Data entries:
┌──
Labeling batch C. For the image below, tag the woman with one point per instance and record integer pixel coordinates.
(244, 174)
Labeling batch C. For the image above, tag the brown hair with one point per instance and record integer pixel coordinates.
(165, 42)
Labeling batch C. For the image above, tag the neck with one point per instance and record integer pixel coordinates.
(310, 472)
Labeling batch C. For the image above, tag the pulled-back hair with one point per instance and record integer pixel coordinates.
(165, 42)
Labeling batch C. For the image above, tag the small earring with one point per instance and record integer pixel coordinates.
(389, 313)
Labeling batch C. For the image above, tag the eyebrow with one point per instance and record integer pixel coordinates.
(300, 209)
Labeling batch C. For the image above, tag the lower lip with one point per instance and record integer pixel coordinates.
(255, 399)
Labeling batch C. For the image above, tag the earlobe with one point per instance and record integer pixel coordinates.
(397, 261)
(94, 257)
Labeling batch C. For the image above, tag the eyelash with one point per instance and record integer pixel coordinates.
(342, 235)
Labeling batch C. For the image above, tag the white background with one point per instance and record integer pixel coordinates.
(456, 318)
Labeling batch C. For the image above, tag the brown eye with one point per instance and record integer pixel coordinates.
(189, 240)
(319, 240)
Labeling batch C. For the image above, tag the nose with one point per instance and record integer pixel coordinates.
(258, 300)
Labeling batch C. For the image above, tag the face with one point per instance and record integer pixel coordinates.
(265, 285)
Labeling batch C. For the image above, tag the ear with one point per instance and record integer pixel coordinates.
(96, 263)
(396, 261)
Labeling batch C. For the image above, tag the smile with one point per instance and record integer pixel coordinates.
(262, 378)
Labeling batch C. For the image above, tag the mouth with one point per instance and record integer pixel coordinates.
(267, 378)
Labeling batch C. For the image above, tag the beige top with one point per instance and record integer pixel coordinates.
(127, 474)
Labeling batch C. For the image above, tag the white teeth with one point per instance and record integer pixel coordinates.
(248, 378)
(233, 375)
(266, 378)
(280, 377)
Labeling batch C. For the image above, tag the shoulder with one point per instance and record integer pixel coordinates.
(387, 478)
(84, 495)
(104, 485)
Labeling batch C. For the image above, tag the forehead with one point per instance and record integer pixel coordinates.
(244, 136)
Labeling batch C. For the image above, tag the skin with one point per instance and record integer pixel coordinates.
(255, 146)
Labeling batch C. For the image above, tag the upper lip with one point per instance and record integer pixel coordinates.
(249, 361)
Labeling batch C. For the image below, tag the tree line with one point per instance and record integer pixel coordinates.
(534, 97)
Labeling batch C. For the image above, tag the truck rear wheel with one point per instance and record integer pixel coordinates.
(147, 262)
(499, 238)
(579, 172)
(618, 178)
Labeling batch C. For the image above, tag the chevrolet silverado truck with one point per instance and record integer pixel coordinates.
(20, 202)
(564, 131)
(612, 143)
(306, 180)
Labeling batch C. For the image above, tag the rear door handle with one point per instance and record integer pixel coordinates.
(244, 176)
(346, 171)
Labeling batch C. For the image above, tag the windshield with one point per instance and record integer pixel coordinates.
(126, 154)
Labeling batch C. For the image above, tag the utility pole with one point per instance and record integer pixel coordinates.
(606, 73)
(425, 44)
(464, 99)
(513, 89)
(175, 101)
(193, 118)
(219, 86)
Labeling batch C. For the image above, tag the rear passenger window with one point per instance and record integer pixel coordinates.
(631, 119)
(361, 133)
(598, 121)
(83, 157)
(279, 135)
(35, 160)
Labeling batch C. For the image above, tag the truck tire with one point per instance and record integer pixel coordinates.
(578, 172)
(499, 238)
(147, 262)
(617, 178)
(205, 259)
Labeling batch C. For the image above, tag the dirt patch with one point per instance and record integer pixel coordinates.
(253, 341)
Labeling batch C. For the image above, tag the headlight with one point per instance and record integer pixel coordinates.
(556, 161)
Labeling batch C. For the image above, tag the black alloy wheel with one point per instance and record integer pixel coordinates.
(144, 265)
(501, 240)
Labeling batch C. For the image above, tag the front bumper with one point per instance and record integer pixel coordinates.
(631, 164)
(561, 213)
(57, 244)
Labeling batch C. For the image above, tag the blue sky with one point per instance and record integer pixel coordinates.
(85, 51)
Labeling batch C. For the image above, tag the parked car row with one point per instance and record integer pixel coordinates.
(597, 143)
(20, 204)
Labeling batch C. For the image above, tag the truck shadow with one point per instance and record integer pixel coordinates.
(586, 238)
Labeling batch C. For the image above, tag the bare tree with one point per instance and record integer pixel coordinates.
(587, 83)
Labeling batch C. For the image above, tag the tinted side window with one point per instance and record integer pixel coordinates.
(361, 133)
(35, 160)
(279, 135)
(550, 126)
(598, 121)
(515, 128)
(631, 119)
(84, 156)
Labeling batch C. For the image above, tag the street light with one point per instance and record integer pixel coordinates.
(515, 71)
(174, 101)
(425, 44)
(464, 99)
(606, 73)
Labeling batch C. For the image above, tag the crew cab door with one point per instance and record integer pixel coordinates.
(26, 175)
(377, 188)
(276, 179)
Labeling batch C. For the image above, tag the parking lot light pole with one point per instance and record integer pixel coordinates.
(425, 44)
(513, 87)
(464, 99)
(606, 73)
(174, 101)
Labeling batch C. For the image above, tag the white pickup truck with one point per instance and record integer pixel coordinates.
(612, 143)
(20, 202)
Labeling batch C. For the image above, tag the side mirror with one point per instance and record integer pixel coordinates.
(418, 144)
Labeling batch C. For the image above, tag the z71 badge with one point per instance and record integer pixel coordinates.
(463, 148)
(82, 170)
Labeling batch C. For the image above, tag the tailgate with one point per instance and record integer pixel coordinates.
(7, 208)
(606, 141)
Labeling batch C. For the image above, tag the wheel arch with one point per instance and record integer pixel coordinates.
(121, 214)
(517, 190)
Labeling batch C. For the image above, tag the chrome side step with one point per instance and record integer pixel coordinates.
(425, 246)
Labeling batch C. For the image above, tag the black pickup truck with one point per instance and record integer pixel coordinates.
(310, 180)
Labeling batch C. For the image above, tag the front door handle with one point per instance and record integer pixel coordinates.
└──
GOAL OF THE EXERCISE: Write the data out once more. Keep every word the same.

RESULT FOR THIS EXERCISE:
Labeling batch C. For the image below, tag the woman with one point per instance and record integer pixel coordinates.
(244, 174)
Labeling batch C. For the image above, tag the brown hair with one point per instance and record integer pixel coordinates.
(165, 42)
Labeling batch C. For the image above, tag the neck with one point per instance and record integer pixel coordinates.
(310, 472)
Labeling batch C. For the image above, tag the pulled-back hair with one point per instance and record integer pixel coordinates.
(165, 42)
Labeling batch C. For the image above, tag the small earring with one point per instance and record integer pixel coordinates.
(389, 313)
Labeling batch C. For the image above, tag the eyebrow with one point per instance and record integer pixel coordinates.
(300, 209)
Labeling batch C. For the image above, tag the lower lip with one point per instance and record integer pixel coordinates.
(255, 399)
Labeling batch C. For the image above, tag the earlobe with one point per instance and record integer pixel coordinates.
(397, 261)
(94, 257)
Labeling batch C. For the image above, tag the eyelash with one point per instance and record integer pixel coordinates.
(342, 235)
Labeling batch C. For the image above, tag the white background with one point per instance and record integer pixel coordinates.
(456, 318)
Labeling batch C. For the image above, tag the brown eye with one point per instance and record integer pixel coordinates.
(189, 240)
(319, 240)
Labeling batch C. For the image above, tag the nose with one point per instance and record integer pixel coordinates.
(258, 300)
Labeling batch C. For the image above, tag the face with one point per instance and record integer pixel coordinates.
(265, 285)
Labeling batch C. For the image above, tag the ear with one point per instance and record integer pixel coordinates.
(96, 263)
(396, 261)
Labeling batch C. For the image above, tag the smile with one point per instance and record integer pixel coordinates.
(262, 378)
Labeling batch C. For the image above, tag the mouth with one point per instance and record integer pixel coordinates.
(267, 378)
Labeling batch C. For the image above, tag the beige top with one point per instance and record integer pixel coordinates.
(127, 474)
Labeling batch C. For the image above, tag the white teeth with one point per instance and record integer pixel coordinates.
(248, 378)
(233, 375)
(266, 378)
(280, 377)
Labeling batch C. For the image above, tag the shoulder with one point per instance and record integer pixel coordinates.
(387, 478)
(84, 495)
(104, 485)
Labeling batch C. For the image above, tag the forehead with one point per instance and record integer pixel coordinates.
(244, 136)
Labeling batch C. For the image above, tag the skin with one point per instance and record integer pixel coordinates.
(255, 146)
Labeling batch C. For the image above, tag the upper lip with one point per instance and record integer pixel coordinates.
(249, 361)
Labeling batch C. For the image below, tag the tree line with one point per instance and record integer pixel coordinates.
(534, 97)
Labeling batch C. For the image above, tag the truck rear wheel with one point per instance and record integer pixel coordinates.
(147, 262)
(499, 238)
(579, 172)
(618, 178)
Labeling batch C. For the image above, tag the chevrolet silverado truck with one point per instance and record integer pixel coordinates.
(20, 202)
(564, 131)
(612, 143)
(306, 180)
Labeling batch C. For the image above, tag the rear door handle with one point per instance and record integer pixel coordinates.
(244, 176)
(346, 171)
Labeling batch C. For the image above, tag the windshield with one point per instance and record integer pixel coordinates.
(126, 154)
Labeling batch C. For the image above, tag the utility pole with one point per instance and record integer pixel coordinates.
(606, 73)
(425, 44)
(464, 99)
(513, 89)
(175, 101)
(193, 118)
(219, 86)
Labeling batch C. For the image above, tag the rear passenger window with one point per instance and record integer pixel coordinates.
(631, 119)
(361, 133)
(598, 121)
(83, 157)
(279, 135)
(35, 160)
Labeling batch C. For the image above, tag the truck tire with one point per instance and record integer pixel coordinates.
(578, 172)
(499, 238)
(147, 262)
(617, 178)
(205, 259)
Labeling batch C. For the image above, tag the dirt patch with one point per instance and record integer pixel coordinates.
(253, 341)
Labeling batch C. For the image above, tag the headlight with one point per instance and record integer pixel coordinates.
(556, 161)
Labeling batch C. For the image above, tag the black alloy wheel with one point per instance and record integer pixel coordinates.
(144, 265)
(501, 240)
Labeling batch C. For the image above, tag the front bumper with one point per instance and record integer pixel coordinates.
(631, 164)
(561, 213)
(57, 244)
Labeling batch C. For the image above, tag the blue sky with one point per instance and record integer pixel coordinates.
(85, 51)
Labeling batch C. For the image above, tag the parked car row with one point per instance and record integer pixel coordinates.
(597, 143)
(20, 204)
Labeling batch C. For the image above, tag the truck shadow with one point per instance and record integer pixel coordinates.
(586, 238)
Labeling batch C. For the image above, tag the bare tree with one point per instance and record integer pixel coordinates.
(587, 83)
Labeling batch C. For the image above, tag the tinted side window with one point per instance and record integer pixel coordinates.
(361, 133)
(35, 160)
(279, 135)
(550, 126)
(598, 121)
(515, 128)
(631, 119)
(84, 156)
Labeling batch C. For the image above, tag the street light with one point per instance and record integer pixel coordinates.
(515, 71)
(174, 101)
(425, 44)
(464, 99)
(606, 73)
Labeling batch C. For the image above, tag the crew cab door with one point per instance and record integer pixel coordinates.
(26, 175)
(377, 188)
(276, 179)
Labeling batch C. For the image above, tag the parking lot light pole with one point per instance and record integer pixel coordinates.
(425, 44)
(513, 87)
(464, 99)
(606, 73)
(174, 101)
Labeling batch C. For the image above, tag the white pickup truck with one point per instance and record integer pixel coordinates.
(612, 143)
(20, 202)
Labeling batch C. For the image above, tag the side mirror with one point per instance and record integer pixel coordinates.
(418, 144)
Labeling batch C. For the image above, tag the z71 badge with one point per instance and record integer pixel coordinates.
(463, 148)
(82, 170)
Labeling batch C. For the image above, tag the tailgate with one point per instance and record integer pixel coordinates.
(7, 208)
(606, 141)
Labeling batch C. For the image above, tag the wheel arch with one point per instance and record integer pixel coordinates.
(121, 214)
(517, 190)
Labeling batch C. For the image above, tag the chrome side step with one point per instance and record integer pixel coordinates.
(425, 246)
Labeling batch C. For the image above, tag the black pickup truck with one point per instance and record integer pixel coordinates.
(310, 180)
Labeling batch C. For the image above, tag the front door handle with one point per instance and record integer pixel coordinates.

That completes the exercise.